▸ **DOCUMENT EXTRACT**:
Imagine having the equivalents of a gatekeeper, a multilingual translator, an air traffic controller, and a bouncer in your nervous system. Now imagine that this team can modulate and redirect signals from the brain and the rest of your nervous system to other systems and organs in your body. Any signals heading the wrong way or behaving erratically could be course-corrected along the way. That’s a rough translation of the concept of bioelectronics.
Galvani Bioelectronics has emerged from an agreement by GSK and Alphabet, Inc.‘s Verily Life Sciences division. The whole purpose in creating this new company rests in developing bioelectronic medicines. GSK brings expertise in drug discovery and disease biology. Verily adds technical expertise in miniature, low power electronics, device development, data analytics, and software development. The new venture will focus first on proving that biolectronics can make a difference.
The crux of investigation and development will be on controlling electronic signals within the body that get thrown off by chronic diseases. Type 2 diabetes, inflammation, and metabolic and endocrine disorders cause faulty “electrical conversations” within the body, which the scientists working on bioelectronics hope to correct. The ability to correct and control electronic signals within the body holds the potential to alleviate symptoms and correct biologic “mistakes” that occur in the body.
“Many of the processes of the human body are controlled by electrical signals firing between the nervous system and the body’s organs, which may become distorted in many chronic diseases,” says Moncef Slaoui, GSK’s Chairman of Global Vaccines. “Bioelectronic medicine’s vision is to employ the latest advances in biology and technology to interpret this electrical conversation and to correct the irregular patterns found in disease states, using miniaturized devices attached to individual nerves. If successful, this approach offers the potential for a new therapeutic modality alongside traditional medicines and vaccines.” Brian Otis, Verily’s CTO said, “This partnership provides an opportunity to further Verily’s mission by deploying our focused expertise in low power, miniaturized therapeutics and our data analytics engine to potentially address many disease areas with greater precision with the goal of improving outcomes.”
Implanting tiny monitoring and control devices inside a patient’s body may sound like science fiction, but that’s Galvani Bioelectronics’ mission.

▸ **PROBLEM DETAILS**: Copy the bioelectronics article from "Imagine having the" through "concept of bioelectronics.", switching "bouncer" to "doorman".

Items from a dataset:
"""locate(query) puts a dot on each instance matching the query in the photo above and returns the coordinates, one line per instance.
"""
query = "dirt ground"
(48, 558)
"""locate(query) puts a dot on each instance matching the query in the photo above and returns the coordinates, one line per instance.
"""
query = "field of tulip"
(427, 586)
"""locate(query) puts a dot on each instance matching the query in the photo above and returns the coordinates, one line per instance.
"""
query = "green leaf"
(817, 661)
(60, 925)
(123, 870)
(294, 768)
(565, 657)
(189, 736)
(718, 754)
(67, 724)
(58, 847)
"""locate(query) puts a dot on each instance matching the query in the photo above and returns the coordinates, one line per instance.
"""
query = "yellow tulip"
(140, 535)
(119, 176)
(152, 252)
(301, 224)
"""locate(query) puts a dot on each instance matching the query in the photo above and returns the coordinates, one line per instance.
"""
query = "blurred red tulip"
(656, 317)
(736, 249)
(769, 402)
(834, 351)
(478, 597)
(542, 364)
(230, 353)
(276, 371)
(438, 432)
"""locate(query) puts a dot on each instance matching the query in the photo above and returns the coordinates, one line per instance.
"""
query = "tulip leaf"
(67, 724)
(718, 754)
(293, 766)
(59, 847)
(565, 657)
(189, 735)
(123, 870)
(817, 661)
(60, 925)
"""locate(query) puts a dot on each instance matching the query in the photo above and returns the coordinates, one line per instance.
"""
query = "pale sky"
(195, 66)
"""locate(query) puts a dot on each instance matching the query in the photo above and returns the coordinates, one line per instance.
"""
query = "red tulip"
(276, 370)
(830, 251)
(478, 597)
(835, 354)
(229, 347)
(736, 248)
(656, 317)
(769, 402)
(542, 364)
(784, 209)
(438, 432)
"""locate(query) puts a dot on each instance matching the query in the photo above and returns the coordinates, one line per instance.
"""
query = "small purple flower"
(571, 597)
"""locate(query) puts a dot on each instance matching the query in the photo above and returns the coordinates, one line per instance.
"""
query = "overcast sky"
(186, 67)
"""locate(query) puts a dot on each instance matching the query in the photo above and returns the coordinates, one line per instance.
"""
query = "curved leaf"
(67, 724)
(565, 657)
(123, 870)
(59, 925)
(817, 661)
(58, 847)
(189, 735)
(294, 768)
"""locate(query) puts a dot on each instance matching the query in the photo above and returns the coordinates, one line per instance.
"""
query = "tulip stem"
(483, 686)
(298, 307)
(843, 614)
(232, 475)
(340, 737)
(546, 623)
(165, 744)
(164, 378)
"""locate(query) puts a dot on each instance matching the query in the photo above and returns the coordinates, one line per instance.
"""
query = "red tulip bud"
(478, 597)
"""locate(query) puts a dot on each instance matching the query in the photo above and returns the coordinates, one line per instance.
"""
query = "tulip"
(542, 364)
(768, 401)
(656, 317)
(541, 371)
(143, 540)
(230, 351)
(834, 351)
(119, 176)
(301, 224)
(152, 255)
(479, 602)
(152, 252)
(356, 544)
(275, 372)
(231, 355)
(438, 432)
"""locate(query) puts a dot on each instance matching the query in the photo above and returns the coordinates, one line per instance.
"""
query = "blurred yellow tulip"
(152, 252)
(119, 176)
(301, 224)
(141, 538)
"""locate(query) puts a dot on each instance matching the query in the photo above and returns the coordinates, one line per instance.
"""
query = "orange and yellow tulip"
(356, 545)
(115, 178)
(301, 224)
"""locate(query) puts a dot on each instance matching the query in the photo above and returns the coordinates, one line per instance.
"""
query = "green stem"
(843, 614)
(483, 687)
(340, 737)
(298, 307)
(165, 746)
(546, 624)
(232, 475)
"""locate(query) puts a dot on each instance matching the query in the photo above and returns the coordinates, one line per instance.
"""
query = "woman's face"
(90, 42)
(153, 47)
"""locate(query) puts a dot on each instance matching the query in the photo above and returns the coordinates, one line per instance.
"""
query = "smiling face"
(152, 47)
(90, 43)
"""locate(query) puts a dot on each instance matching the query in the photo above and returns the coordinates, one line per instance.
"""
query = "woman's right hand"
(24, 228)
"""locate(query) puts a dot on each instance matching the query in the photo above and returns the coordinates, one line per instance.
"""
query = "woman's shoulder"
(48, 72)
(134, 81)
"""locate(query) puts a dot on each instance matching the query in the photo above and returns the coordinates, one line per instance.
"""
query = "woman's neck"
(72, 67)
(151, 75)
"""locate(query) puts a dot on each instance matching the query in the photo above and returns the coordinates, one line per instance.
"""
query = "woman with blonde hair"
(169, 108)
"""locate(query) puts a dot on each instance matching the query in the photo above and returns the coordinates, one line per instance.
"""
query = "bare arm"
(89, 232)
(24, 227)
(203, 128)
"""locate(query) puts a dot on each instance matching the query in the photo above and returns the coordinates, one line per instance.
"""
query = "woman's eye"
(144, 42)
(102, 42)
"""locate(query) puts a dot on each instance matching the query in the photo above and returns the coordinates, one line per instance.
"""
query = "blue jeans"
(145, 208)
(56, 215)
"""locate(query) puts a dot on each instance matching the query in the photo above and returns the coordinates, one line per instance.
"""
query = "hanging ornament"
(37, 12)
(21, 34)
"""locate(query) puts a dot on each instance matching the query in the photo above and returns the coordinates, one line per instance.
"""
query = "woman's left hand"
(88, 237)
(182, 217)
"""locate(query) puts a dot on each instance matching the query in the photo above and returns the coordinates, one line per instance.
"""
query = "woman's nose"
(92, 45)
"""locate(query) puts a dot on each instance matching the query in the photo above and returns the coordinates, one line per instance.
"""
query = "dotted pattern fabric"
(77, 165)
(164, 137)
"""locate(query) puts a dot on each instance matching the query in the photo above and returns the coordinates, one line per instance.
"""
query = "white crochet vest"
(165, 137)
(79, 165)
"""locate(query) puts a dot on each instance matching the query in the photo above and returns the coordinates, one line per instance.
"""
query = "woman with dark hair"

▸ **RESPONSE AREA**:
Imagine having the equivalents of a gatekeeper, a multilingual translator, an air traffic controller, and a doorman in your nervous system. Now imagine that this team can modulate and redirect signals from the brain and the rest of your nervous system to other systems and organs in your body. Any signals heading the wrong way or behaving erratically could be course-corrected along the way. That’s a rough translation of the concept of bioelectronics.